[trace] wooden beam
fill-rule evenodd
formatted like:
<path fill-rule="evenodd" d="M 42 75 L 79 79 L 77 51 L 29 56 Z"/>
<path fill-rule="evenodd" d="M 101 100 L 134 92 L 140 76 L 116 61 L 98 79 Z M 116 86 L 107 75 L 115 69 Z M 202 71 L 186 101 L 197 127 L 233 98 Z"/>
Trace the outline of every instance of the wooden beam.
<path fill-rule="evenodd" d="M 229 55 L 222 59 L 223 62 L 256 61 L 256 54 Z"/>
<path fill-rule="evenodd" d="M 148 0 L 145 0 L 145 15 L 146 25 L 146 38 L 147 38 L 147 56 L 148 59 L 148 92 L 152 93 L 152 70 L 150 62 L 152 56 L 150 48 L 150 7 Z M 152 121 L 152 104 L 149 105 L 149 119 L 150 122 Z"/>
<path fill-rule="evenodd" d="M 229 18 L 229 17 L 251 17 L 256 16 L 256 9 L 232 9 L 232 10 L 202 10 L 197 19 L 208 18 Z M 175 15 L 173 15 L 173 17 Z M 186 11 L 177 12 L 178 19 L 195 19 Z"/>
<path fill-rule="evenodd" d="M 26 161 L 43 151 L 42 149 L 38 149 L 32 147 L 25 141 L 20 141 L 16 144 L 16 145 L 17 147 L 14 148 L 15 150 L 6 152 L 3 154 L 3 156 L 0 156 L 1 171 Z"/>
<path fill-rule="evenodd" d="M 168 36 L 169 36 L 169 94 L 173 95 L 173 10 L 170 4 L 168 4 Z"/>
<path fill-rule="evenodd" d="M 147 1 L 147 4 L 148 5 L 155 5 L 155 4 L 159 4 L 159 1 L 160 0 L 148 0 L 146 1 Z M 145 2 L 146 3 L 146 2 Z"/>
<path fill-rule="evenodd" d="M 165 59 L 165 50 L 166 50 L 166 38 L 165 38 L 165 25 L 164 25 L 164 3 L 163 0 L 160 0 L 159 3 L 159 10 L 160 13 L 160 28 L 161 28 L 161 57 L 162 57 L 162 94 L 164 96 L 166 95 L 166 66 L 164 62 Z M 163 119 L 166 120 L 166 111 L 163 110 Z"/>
_ _ _ _ _ _ _
*Objective*
Copy all of the data above word for word, changing nothing.

*Finished answer*
[trace] wooden beam
fill-rule evenodd
formatted like:
<path fill-rule="evenodd" d="M 42 75 L 79 79 L 77 51 L 29 56 Z"/>
<path fill-rule="evenodd" d="M 101 100 L 134 92 L 140 76 L 116 61 L 98 79 Z M 116 86 L 107 75 L 115 69 Z M 202 71 L 186 101 L 197 127 L 233 98 Z"/>
Trace the outline of every instance of the wooden beam.
<path fill-rule="evenodd" d="M 229 55 L 222 59 L 223 62 L 256 61 L 256 54 Z"/>
<path fill-rule="evenodd" d="M 148 0 L 145 0 L 145 15 L 146 25 L 146 38 L 147 38 L 147 56 L 148 59 L 148 92 L 152 93 L 152 70 L 150 62 L 152 56 L 150 48 L 150 7 Z M 152 121 L 152 104 L 149 105 L 149 119 L 150 122 Z"/>
<path fill-rule="evenodd" d="M 229 18 L 229 17 L 251 17 L 256 16 L 256 9 L 232 9 L 232 10 L 202 10 L 197 19 L 208 18 Z M 175 15 L 173 15 L 173 17 Z M 186 11 L 177 12 L 178 19 L 195 19 Z"/>
<path fill-rule="evenodd" d="M 26 161 L 43 151 L 42 149 L 38 149 L 32 147 L 25 141 L 20 141 L 16 144 L 16 145 L 17 147 L 14 148 L 15 150 L 6 152 L 3 154 L 3 156 L 0 156 L 1 171 Z"/>
<path fill-rule="evenodd" d="M 168 36 L 169 36 L 169 94 L 173 95 L 173 10 L 170 4 L 168 4 Z"/>
<path fill-rule="evenodd" d="M 147 1 L 147 4 L 148 5 L 155 5 L 155 4 L 159 4 L 159 1 L 160 0 L 148 0 L 146 1 Z M 145 2 L 146 3 L 146 2 Z"/>
<path fill-rule="evenodd" d="M 165 59 L 165 50 L 166 50 L 166 38 L 165 38 L 165 25 L 164 25 L 164 3 L 163 0 L 160 0 L 159 3 L 159 10 L 160 13 L 160 28 L 161 28 L 161 57 L 162 57 L 162 94 L 164 96 L 166 95 L 166 66 L 164 62 Z M 163 119 L 166 120 L 166 111 L 163 110 Z"/>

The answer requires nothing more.